• Aim of the exercise
How many of the lines below contain the string "hair"? Reply with the number alone.
——
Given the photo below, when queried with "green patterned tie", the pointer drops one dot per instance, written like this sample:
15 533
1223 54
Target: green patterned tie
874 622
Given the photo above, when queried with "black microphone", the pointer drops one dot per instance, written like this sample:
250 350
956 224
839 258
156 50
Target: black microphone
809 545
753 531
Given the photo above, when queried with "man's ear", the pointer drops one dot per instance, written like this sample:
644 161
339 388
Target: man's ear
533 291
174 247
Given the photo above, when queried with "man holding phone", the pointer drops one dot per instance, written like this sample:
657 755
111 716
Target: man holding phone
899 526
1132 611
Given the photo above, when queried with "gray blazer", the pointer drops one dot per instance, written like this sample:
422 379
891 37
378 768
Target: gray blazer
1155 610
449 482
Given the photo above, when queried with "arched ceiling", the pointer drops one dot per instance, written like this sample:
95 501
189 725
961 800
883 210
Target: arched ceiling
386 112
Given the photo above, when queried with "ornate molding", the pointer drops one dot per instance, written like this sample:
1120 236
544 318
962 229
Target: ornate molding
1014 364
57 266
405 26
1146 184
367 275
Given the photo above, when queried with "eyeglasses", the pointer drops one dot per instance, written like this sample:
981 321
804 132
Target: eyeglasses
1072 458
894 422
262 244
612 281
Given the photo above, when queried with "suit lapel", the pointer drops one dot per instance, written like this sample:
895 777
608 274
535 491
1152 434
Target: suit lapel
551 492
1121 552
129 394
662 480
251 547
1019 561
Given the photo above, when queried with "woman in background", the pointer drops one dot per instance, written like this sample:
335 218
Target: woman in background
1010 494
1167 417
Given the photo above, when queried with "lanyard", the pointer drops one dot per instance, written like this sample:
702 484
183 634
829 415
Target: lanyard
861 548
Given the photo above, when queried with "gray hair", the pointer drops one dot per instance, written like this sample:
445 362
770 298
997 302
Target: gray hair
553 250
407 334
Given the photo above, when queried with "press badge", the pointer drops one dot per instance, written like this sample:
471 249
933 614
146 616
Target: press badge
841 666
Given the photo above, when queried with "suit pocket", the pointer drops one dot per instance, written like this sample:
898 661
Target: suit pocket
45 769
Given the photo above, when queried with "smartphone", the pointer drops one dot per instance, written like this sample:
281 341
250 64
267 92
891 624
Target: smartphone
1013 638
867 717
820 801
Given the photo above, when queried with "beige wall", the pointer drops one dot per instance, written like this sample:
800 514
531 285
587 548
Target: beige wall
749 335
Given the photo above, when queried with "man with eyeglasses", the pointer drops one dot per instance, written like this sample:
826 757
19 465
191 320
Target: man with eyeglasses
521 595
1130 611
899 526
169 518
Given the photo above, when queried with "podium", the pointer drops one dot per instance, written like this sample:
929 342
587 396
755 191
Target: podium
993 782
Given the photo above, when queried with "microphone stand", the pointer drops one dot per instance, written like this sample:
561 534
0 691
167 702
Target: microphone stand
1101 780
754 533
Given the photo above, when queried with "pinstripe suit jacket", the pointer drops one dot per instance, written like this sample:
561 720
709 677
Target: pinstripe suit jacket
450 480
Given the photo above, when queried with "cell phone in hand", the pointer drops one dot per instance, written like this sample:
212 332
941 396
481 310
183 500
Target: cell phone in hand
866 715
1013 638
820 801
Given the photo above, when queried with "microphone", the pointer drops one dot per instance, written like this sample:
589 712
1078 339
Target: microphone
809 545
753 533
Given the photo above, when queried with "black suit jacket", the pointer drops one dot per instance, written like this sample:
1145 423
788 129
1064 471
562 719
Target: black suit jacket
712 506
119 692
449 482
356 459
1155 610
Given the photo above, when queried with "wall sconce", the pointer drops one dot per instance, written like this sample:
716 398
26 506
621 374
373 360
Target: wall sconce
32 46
——
• Answer to the task
2